▶ _Activity_
Output each entry verbatim. Leave the images out.

▶ _Data extracts_

************

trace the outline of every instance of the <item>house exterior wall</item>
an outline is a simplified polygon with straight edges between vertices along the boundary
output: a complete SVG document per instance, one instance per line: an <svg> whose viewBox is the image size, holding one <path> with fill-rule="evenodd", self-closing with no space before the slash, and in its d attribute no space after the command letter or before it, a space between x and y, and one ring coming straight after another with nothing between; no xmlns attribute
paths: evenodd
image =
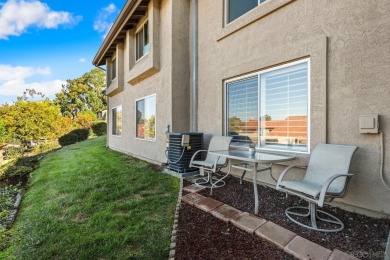
<svg viewBox="0 0 390 260"><path fill-rule="evenodd" d="M137 62L137 27L127 31L123 42L123 64L118 65L123 66L123 91L109 94L108 146L111 149L154 163L166 162L167 125L171 131L188 130L188 12L189 3L186 1L152 0L147 18L150 50ZM156 95L156 140L137 139L136 100L152 94ZM122 105L123 129L121 136L115 136L112 135L111 113L112 108L119 105Z"/></svg>
<svg viewBox="0 0 390 260"><path fill-rule="evenodd" d="M390 191L379 176L379 134L359 134L359 116L380 115L390 176L390 2L268 0L227 25L223 0L198 3L199 132L225 134L225 80L309 58L311 149L359 147L351 166L356 176L337 203L390 214ZM295 155L296 164L310 156ZM283 167L274 169L276 176ZM275 184L266 174L259 178Z"/></svg>

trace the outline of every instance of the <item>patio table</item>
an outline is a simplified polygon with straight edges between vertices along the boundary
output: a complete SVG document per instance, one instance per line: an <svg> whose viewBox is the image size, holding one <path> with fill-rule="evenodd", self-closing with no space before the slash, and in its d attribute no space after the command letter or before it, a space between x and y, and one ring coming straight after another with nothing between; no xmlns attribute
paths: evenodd
<svg viewBox="0 0 390 260"><path fill-rule="evenodd" d="M245 171L253 171L253 191L255 195L255 214L259 213L259 194L257 192L257 172L271 169L273 163L280 163L286 161L292 161L295 159L294 156L271 154L264 152L256 152L254 155L250 154L249 151L243 150L221 150L221 151L210 151L210 154L225 157L229 161L229 173L231 167L242 169ZM242 167L238 165L232 165L231 160L238 160L245 163L249 163L251 168ZM268 164L266 167L258 169L259 164Z"/></svg>

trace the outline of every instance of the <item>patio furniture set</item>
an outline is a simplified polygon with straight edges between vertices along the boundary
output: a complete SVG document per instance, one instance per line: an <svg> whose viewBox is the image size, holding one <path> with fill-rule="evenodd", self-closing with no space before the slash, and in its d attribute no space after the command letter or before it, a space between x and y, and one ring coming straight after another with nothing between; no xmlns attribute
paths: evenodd
<svg viewBox="0 0 390 260"><path fill-rule="evenodd" d="M272 175L272 165L293 161L294 156L230 149L231 140L232 137L229 136L214 136L208 150L200 150L193 155L190 167L199 168L201 175L207 174L196 181L197 185L210 188L210 195L212 195L214 188L225 185L224 179L232 169L243 171L240 183L246 172L251 171L255 197L254 213L258 214L257 174L269 171L271 177L277 182L277 190L285 192L286 195L296 195L309 203L307 207L294 206L286 209L285 214L292 222L322 232L337 232L344 229L340 219L317 208L323 207L325 202L330 202L334 198L345 196L348 181L353 176L349 173L349 166L357 146L319 144L313 149L307 166L288 166L276 180ZM206 158L195 160L196 155L202 152L207 153ZM224 167L228 167L227 173L218 178L215 173ZM288 178L294 168L306 170L302 180ZM310 224L302 222L302 218L310 218ZM318 226L320 222L328 225L320 228Z"/></svg>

************

▶ _Task output_
trace the outline of every instance of the <item>house exterior wall</item>
an outline is a simplified polygon with straight edges between vertices along the boundary
output: a complete SVG document per instance, one instance per line: an <svg> whose viewBox is the image size, holding one <path> with fill-rule="evenodd", self-closing with no space before the slash, and in its d attribute no space after the command letter or before it, a space between x and y, and one ring coming straight after another with nothing between; no xmlns attribute
paths: evenodd
image =
<svg viewBox="0 0 390 260"><path fill-rule="evenodd" d="M137 62L137 27L127 31L123 42L123 64L118 65L123 66L123 91L109 94L108 146L111 149L154 163L166 162L167 125L171 131L188 130L188 12L189 3L186 1L152 0L147 18L150 50ZM156 95L156 140L137 139L136 100L152 94ZM122 105L123 129L121 136L115 136L112 135L111 113L112 108L119 105Z"/></svg>
<svg viewBox="0 0 390 260"><path fill-rule="evenodd" d="M390 191L379 176L379 134L359 134L359 116L380 115L390 176L390 2L268 0L227 25L223 0L198 3L199 132L225 134L225 80L309 58L311 149L359 147L351 166L356 176L337 203L390 214ZM295 155L296 164L310 156ZM283 167L274 169L276 176ZM275 184L266 174L259 178Z"/></svg>

trace the outline of every instance of the <item>patio table</item>
an outline is a simplified polygon with straight edges between vertices along the boundary
output: a complete SVG document per instance, one instance per line: an <svg> whose viewBox is the image size, holding one <path> with fill-rule="evenodd", self-closing with no space before the slash, and in its d attribute no space after the command letter or before it, a space between x and y, and one ring coming straight after another with nothing between; no xmlns attribute
paths: evenodd
<svg viewBox="0 0 390 260"><path fill-rule="evenodd" d="M245 171L253 171L253 191L255 195L255 214L259 213L259 194L257 192L257 172L271 169L273 163L280 163L286 161L292 161L295 159L294 156L271 154L264 152L256 152L254 155L250 154L249 151L243 150L221 150L221 151L210 151L210 154L225 157L229 161L229 173L231 167L242 169ZM242 167L238 165L232 165L231 160L238 160L245 163L249 163L251 168ZM268 164L266 167L258 169L259 164Z"/></svg>

trace the outline of every instance of the <item>patio furniture set</item>
an outline is a simplified polygon with straight edges between vertices along the boundary
output: a complete SVG document per instance, one instance per line: an <svg> whose viewBox is the image size, holding one <path> with fill-rule="evenodd", self-closing with no space before the slash, and in its d attribute no space after the command letter or before it, a space between x and y, and one ring coming straight after another with nothing between; no xmlns attribute
paths: evenodd
<svg viewBox="0 0 390 260"><path fill-rule="evenodd" d="M272 175L272 165L293 161L294 156L230 149L231 140L232 137L229 136L214 136L208 150L200 150L193 155L190 167L199 168L201 175L207 174L196 181L197 185L210 188L210 195L212 195L214 188L225 185L224 179L232 169L243 171L240 183L246 172L251 171L255 197L254 213L258 214L257 174L269 171L271 177L277 182L277 190L285 192L286 195L296 195L309 203L307 207L294 206L286 209L285 214L292 222L322 232L337 232L344 229L340 219L317 208L323 207L325 202L330 202L334 198L345 196L348 181L353 176L349 173L349 166L357 146L319 144L313 149L307 166L288 166L276 180ZM206 158L195 160L196 155L202 152L207 153ZM224 167L228 167L227 173L218 178L215 173ZM288 178L294 168L306 170L302 180ZM310 224L302 222L302 218L310 218ZM318 226L320 222L328 225L320 228Z"/></svg>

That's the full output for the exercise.